*Exercise brief*. Copy the records below word for word, leaving out the pictures.

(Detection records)
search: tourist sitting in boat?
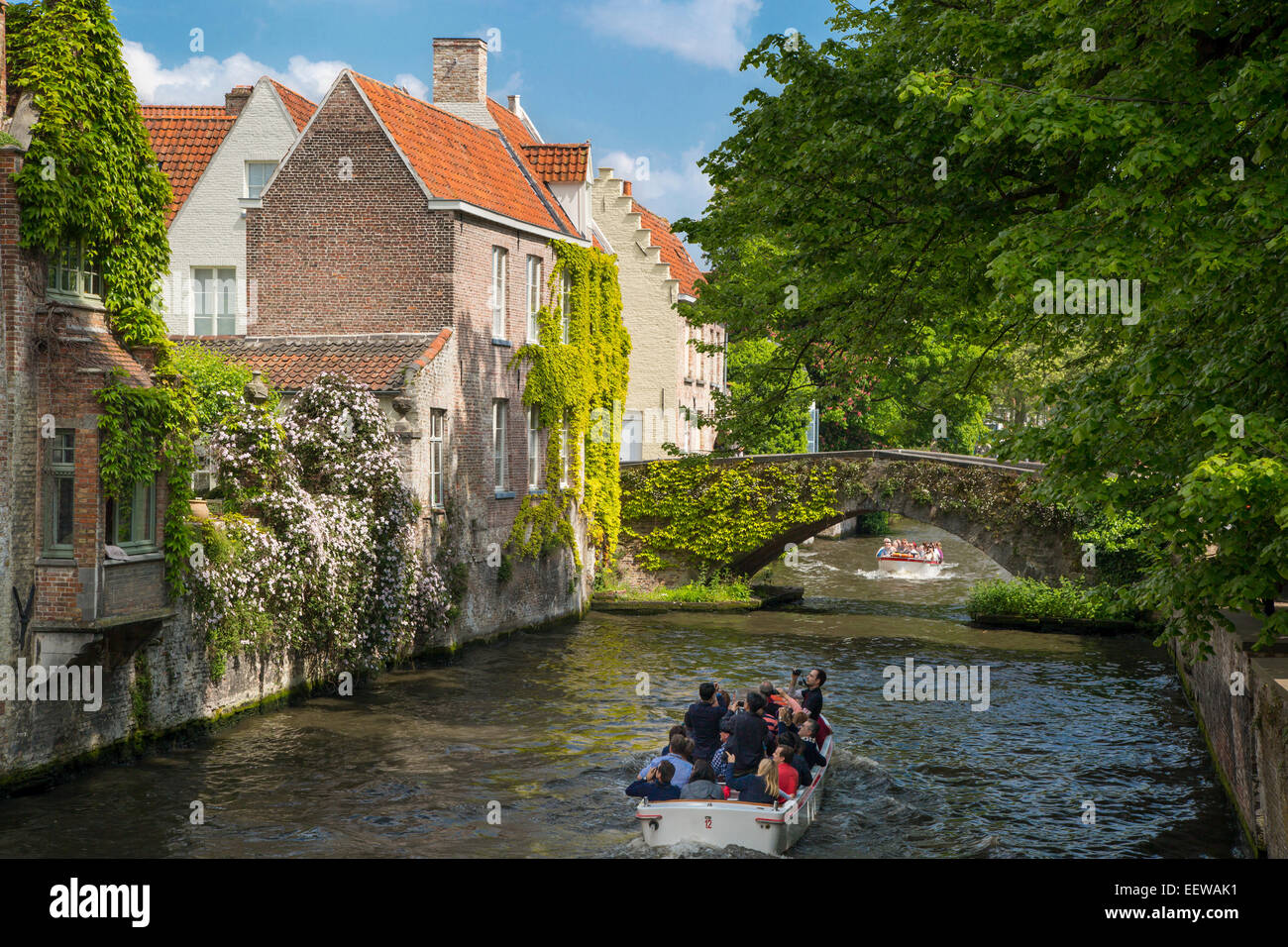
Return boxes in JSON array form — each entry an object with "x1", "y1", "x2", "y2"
[
  {"x1": 657, "y1": 724, "x2": 690, "y2": 756},
  {"x1": 802, "y1": 720, "x2": 827, "y2": 767},
  {"x1": 720, "y1": 690, "x2": 768, "y2": 777},
  {"x1": 774, "y1": 743, "x2": 802, "y2": 796},
  {"x1": 684, "y1": 681, "x2": 729, "y2": 760},
  {"x1": 711, "y1": 724, "x2": 733, "y2": 783},
  {"x1": 730, "y1": 759, "x2": 789, "y2": 805},
  {"x1": 639, "y1": 732, "x2": 693, "y2": 789},
  {"x1": 778, "y1": 733, "x2": 814, "y2": 786},
  {"x1": 680, "y1": 760, "x2": 729, "y2": 800},
  {"x1": 626, "y1": 760, "x2": 680, "y2": 802}
]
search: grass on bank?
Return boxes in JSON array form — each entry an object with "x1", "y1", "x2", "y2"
[
  {"x1": 599, "y1": 579, "x2": 752, "y2": 601},
  {"x1": 966, "y1": 579, "x2": 1140, "y2": 621}
]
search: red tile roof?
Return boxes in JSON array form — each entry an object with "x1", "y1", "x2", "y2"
[
  {"x1": 186, "y1": 329, "x2": 452, "y2": 391},
  {"x1": 523, "y1": 142, "x2": 590, "y2": 183},
  {"x1": 349, "y1": 71, "x2": 577, "y2": 235},
  {"x1": 142, "y1": 106, "x2": 236, "y2": 227},
  {"x1": 486, "y1": 98, "x2": 537, "y2": 149},
  {"x1": 627, "y1": 202, "x2": 702, "y2": 296},
  {"x1": 268, "y1": 78, "x2": 318, "y2": 132}
]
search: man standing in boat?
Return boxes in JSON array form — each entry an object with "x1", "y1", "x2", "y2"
[{"x1": 789, "y1": 668, "x2": 827, "y2": 720}]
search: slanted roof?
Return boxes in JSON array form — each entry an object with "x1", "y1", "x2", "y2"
[
  {"x1": 190, "y1": 329, "x2": 452, "y2": 391},
  {"x1": 268, "y1": 78, "x2": 318, "y2": 132},
  {"x1": 627, "y1": 199, "x2": 702, "y2": 296},
  {"x1": 141, "y1": 106, "x2": 237, "y2": 227},
  {"x1": 486, "y1": 98, "x2": 537, "y2": 149},
  {"x1": 349, "y1": 71, "x2": 581, "y2": 237},
  {"x1": 522, "y1": 142, "x2": 590, "y2": 183}
]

*Task answer*.
search: tourist sitting in boat?
Return boxes in JSON array form — each entry an object with "x1", "y1", "x2", "y2"
[
  {"x1": 657, "y1": 724, "x2": 690, "y2": 756},
  {"x1": 802, "y1": 720, "x2": 827, "y2": 767},
  {"x1": 720, "y1": 690, "x2": 768, "y2": 777},
  {"x1": 774, "y1": 743, "x2": 802, "y2": 796},
  {"x1": 684, "y1": 681, "x2": 729, "y2": 760},
  {"x1": 711, "y1": 724, "x2": 733, "y2": 783},
  {"x1": 730, "y1": 759, "x2": 789, "y2": 805},
  {"x1": 639, "y1": 732, "x2": 693, "y2": 789},
  {"x1": 778, "y1": 733, "x2": 814, "y2": 786},
  {"x1": 680, "y1": 760, "x2": 729, "y2": 800},
  {"x1": 626, "y1": 760, "x2": 680, "y2": 802}
]
search: grass on bank?
Return boxes in JSON array form — each entry an object with "x1", "y1", "x2", "y2"
[
  {"x1": 599, "y1": 579, "x2": 752, "y2": 601},
  {"x1": 966, "y1": 579, "x2": 1140, "y2": 621}
]
search: red tile roof?
Return boxes in JSON array form — each entry an object with "x1", "y1", "x2", "y2"
[
  {"x1": 186, "y1": 329, "x2": 452, "y2": 391},
  {"x1": 523, "y1": 142, "x2": 590, "y2": 183},
  {"x1": 349, "y1": 71, "x2": 577, "y2": 235},
  {"x1": 142, "y1": 106, "x2": 236, "y2": 227},
  {"x1": 486, "y1": 98, "x2": 537, "y2": 149},
  {"x1": 627, "y1": 202, "x2": 702, "y2": 296},
  {"x1": 268, "y1": 78, "x2": 318, "y2": 132}
]
search: man standing in boat?
Return boxes in JSON array form — each entry an object with "x1", "y1", "x2", "y2"
[{"x1": 789, "y1": 668, "x2": 827, "y2": 720}]
search: slanted roof?
Return boxes in JSON array form — each entry an object with "x1", "y1", "x2", "y2"
[
  {"x1": 190, "y1": 329, "x2": 452, "y2": 391},
  {"x1": 268, "y1": 78, "x2": 318, "y2": 132},
  {"x1": 627, "y1": 199, "x2": 702, "y2": 296},
  {"x1": 141, "y1": 106, "x2": 237, "y2": 227},
  {"x1": 486, "y1": 98, "x2": 537, "y2": 149},
  {"x1": 349, "y1": 71, "x2": 581, "y2": 237},
  {"x1": 522, "y1": 142, "x2": 590, "y2": 183}
]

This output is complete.